> [Exercise description]:
What is needed is an exact copy of the lines in the listing below, from the one with "Can you spot the metal" up to and including the one with "Can you spot the ocean", with no other lines.

> [Data supplied]:

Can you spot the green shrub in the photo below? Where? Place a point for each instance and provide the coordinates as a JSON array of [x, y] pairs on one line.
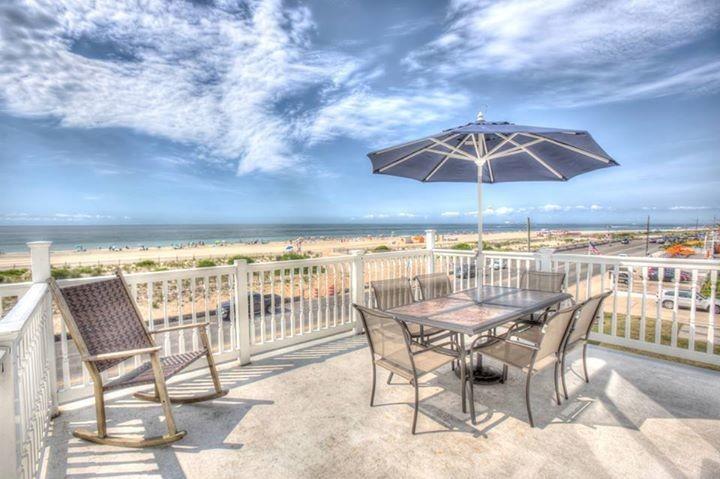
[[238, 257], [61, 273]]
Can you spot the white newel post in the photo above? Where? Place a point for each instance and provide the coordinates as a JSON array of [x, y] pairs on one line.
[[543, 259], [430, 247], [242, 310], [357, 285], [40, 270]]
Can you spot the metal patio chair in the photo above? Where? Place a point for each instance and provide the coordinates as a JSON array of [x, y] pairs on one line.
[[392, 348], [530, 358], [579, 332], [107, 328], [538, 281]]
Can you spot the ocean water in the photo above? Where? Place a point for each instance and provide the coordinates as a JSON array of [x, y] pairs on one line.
---
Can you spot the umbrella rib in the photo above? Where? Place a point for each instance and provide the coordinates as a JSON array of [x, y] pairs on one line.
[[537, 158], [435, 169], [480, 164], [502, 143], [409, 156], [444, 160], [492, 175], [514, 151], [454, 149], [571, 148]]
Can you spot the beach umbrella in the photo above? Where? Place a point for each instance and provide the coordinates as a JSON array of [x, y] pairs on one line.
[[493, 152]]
...
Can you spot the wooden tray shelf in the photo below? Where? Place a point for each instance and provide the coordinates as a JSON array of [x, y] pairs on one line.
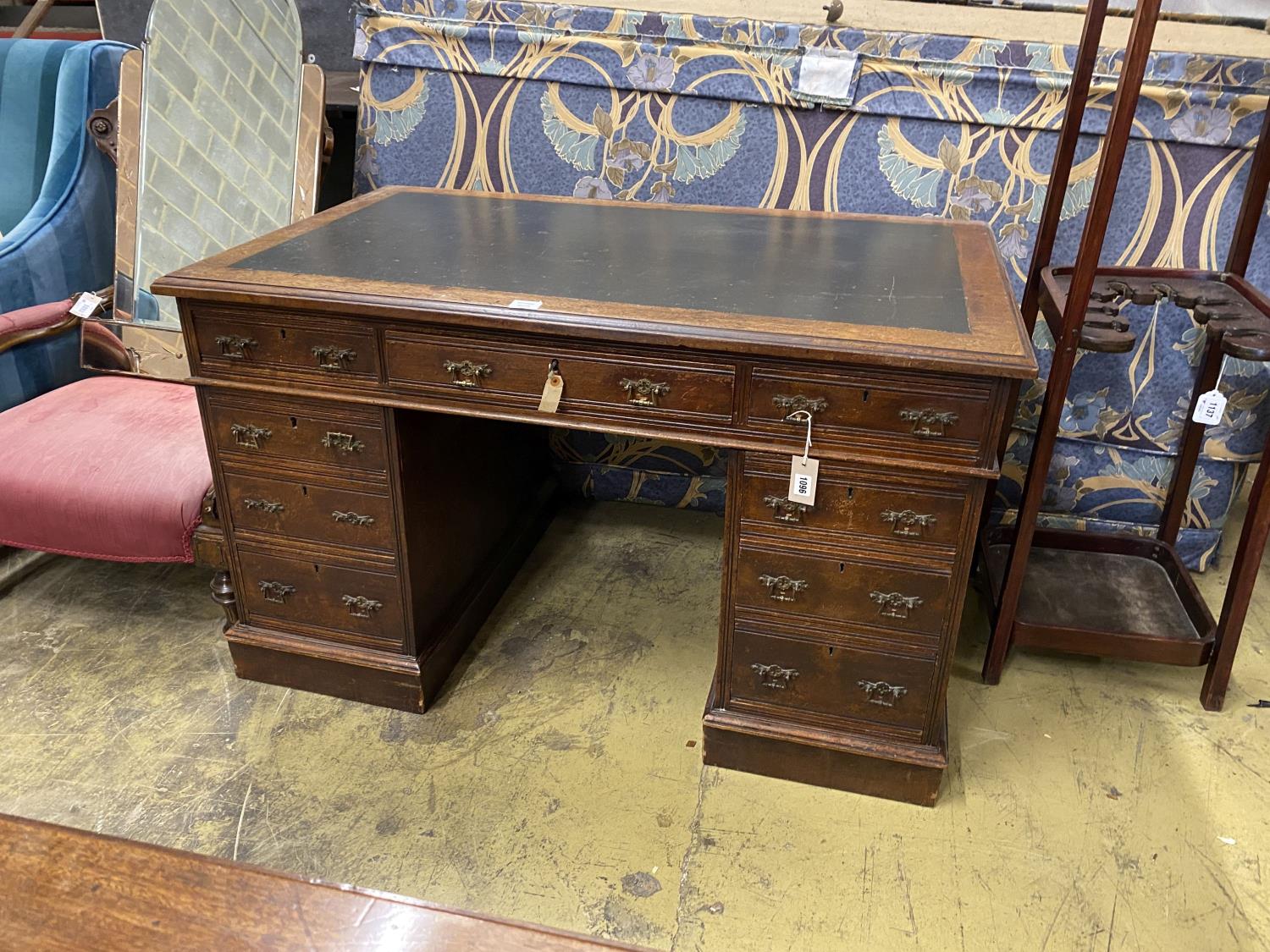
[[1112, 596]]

> [Worked solution]:
Can you spot the metal patio chair in the photo above? Where? Place a point for each instance and provide the coordinates as a JSON array of [x, y] pairs on one line.
[[392, 348], [530, 358], [579, 332], [107, 328], [538, 281]]
Can you spot the ocean water in the photo above? Where? Place a point for each instance and provide the coordinates as a JSON array of [x, y] pairs on one line.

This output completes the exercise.